#### What to work on:
If a line of the records contains the word "below", list it.

#### Stored dataset items:
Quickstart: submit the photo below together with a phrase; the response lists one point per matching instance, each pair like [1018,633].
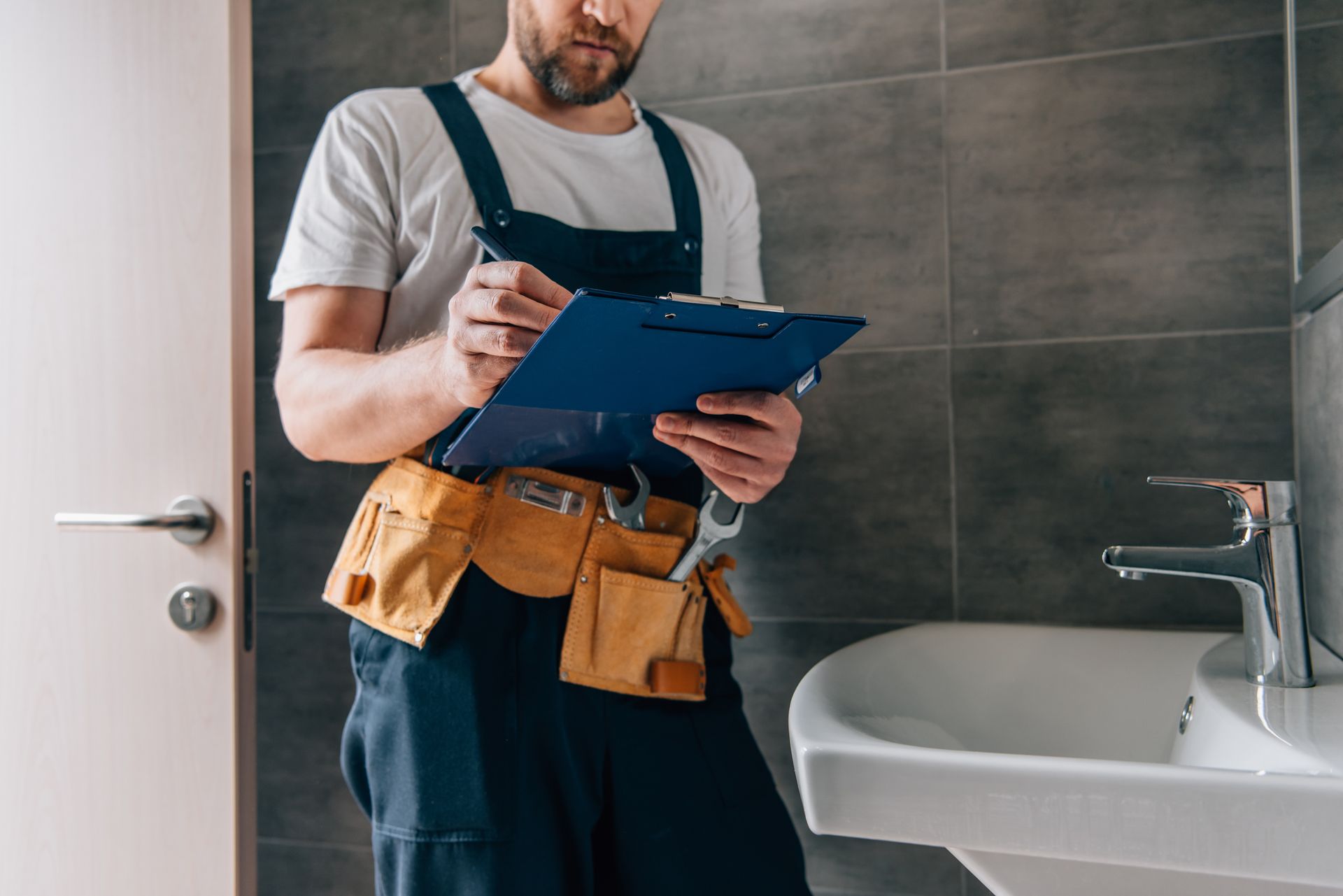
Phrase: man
[481,769]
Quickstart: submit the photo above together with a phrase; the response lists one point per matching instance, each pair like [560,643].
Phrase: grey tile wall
[1072,213]
[1319,77]
[1053,446]
[988,31]
[304,691]
[276,175]
[861,528]
[1130,194]
[313,869]
[1319,371]
[308,55]
[861,232]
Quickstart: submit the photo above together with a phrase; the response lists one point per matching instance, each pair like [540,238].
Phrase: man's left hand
[744,458]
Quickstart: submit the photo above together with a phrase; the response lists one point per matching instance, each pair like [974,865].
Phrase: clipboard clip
[724,300]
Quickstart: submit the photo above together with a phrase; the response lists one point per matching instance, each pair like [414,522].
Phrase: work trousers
[485,774]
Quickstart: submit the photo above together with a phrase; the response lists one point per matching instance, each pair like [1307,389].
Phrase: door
[125,245]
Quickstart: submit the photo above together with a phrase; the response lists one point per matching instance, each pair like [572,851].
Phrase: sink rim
[1018,802]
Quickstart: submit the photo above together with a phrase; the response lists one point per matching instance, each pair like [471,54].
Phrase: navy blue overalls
[481,771]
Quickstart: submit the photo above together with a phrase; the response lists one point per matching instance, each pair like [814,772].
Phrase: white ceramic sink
[1049,760]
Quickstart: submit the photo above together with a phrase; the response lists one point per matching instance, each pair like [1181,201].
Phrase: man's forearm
[359,407]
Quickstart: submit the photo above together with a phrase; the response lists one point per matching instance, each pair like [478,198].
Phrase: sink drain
[1185,716]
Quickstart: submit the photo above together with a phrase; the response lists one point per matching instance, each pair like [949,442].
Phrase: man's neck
[509,77]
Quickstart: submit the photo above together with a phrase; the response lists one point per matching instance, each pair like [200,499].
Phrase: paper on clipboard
[588,388]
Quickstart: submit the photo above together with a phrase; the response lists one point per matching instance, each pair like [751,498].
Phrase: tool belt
[543,535]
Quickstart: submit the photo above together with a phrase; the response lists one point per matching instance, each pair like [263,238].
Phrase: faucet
[1264,563]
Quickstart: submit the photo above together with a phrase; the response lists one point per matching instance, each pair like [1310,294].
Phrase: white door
[125,381]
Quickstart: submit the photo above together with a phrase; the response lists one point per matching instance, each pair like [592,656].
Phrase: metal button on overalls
[480,769]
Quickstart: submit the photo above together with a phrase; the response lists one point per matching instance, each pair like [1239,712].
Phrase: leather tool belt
[543,535]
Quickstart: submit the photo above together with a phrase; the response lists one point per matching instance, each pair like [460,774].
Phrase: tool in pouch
[706,534]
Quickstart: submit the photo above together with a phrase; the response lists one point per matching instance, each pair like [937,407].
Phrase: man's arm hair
[341,399]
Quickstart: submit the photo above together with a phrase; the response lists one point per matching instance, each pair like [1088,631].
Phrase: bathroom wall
[1319,336]
[1068,227]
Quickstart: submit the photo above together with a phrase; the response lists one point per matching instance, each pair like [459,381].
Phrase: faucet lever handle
[1258,503]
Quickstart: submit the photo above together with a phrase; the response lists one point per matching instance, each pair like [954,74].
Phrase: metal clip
[546,496]
[725,300]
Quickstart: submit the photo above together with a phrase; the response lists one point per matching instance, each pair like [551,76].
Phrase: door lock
[191,608]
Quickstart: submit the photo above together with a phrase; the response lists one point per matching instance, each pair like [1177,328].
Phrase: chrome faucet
[1264,563]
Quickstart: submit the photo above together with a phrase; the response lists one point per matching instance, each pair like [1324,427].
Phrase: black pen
[497,250]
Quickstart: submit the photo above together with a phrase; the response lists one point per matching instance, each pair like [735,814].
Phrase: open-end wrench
[629,515]
[706,534]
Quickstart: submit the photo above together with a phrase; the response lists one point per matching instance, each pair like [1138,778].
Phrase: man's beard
[574,83]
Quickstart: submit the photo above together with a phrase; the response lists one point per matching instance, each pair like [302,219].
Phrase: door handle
[188,519]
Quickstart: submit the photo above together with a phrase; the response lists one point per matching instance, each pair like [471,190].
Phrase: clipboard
[588,388]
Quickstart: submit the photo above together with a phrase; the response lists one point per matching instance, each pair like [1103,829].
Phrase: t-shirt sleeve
[743,214]
[343,229]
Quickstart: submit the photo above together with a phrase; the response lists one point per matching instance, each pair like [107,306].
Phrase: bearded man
[499,742]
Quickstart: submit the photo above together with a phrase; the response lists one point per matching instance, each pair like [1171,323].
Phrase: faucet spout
[1264,564]
[1230,562]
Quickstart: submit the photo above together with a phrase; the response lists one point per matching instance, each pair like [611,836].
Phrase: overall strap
[684,195]
[473,148]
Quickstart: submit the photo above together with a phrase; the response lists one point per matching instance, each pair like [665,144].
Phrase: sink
[1049,760]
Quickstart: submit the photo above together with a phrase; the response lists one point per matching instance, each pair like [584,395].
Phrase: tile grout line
[1063,340]
[946,285]
[1125,338]
[967,70]
[312,844]
[941,34]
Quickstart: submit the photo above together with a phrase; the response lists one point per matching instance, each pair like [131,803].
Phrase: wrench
[706,534]
[629,515]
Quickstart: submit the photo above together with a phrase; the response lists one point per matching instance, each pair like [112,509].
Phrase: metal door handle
[187,518]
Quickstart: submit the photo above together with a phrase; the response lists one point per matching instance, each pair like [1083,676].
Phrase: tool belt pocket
[629,629]
[397,573]
[636,634]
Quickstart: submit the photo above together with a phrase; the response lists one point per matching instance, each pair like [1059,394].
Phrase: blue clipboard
[588,388]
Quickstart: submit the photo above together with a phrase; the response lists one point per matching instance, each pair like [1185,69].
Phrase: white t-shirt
[385,202]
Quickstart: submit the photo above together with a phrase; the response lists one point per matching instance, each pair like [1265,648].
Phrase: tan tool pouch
[629,629]
[401,557]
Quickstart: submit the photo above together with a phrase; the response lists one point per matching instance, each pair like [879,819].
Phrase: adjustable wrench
[706,534]
[629,515]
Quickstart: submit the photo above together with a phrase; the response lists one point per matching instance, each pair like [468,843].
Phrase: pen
[497,250]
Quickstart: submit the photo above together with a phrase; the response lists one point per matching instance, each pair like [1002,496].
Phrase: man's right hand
[493,321]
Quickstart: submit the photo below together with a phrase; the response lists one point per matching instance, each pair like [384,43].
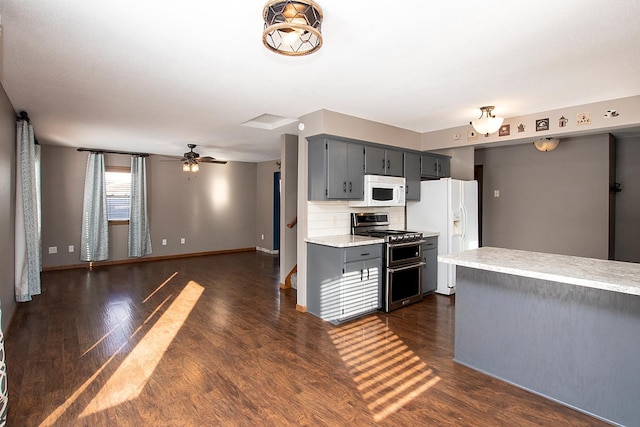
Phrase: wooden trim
[91,265]
[287,282]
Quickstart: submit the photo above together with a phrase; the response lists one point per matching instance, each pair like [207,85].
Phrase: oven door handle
[407,267]
[399,245]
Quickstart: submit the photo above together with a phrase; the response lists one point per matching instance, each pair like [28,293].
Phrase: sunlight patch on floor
[160,287]
[129,379]
[388,374]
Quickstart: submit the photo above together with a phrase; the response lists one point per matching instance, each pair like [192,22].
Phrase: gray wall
[627,244]
[555,202]
[7,208]
[213,210]
[264,200]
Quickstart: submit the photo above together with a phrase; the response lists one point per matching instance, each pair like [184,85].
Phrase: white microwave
[380,190]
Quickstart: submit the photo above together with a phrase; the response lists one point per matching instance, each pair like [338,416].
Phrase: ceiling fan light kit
[292,27]
[190,160]
[546,144]
[487,123]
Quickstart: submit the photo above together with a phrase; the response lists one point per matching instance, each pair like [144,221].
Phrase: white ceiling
[154,75]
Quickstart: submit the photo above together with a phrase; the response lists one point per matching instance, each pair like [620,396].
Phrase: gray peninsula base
[577,345]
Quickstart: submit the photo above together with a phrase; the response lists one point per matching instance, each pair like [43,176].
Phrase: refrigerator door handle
[464,223]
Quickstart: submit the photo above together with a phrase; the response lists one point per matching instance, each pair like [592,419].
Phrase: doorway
[276,211]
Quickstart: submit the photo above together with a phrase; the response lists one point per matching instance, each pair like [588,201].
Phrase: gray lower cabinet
[343,283]
[430,271]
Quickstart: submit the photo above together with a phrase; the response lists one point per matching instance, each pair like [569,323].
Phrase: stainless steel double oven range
[403,263]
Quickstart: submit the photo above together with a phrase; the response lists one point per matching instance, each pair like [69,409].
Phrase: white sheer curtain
[139,236]
[94,241]
[28,259]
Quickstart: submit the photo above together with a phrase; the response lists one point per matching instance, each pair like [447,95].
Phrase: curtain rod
[23,116]
[127,153]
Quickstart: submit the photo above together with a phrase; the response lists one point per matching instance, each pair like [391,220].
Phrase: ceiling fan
[191,159]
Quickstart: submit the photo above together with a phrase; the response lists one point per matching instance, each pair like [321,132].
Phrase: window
[118,186]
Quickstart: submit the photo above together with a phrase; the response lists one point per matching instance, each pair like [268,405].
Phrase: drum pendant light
[292,27]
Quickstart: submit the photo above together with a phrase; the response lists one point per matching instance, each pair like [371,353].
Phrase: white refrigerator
[450,207]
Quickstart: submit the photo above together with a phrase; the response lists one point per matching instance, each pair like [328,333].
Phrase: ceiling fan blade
[208,159]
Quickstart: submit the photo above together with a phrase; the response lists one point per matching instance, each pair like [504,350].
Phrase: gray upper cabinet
[336,169]
[382,161]
[435,166]
[412,175]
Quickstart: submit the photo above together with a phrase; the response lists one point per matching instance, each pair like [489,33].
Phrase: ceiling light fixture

#### Problem solution:
Quickstart: submit the photo below together with a phrase; the response lists one point per matching instance, each pair like [1018,633].
Quickstart: submit the photo below together with a phrase; the response lists one point per matching instance, each pair like [384,43].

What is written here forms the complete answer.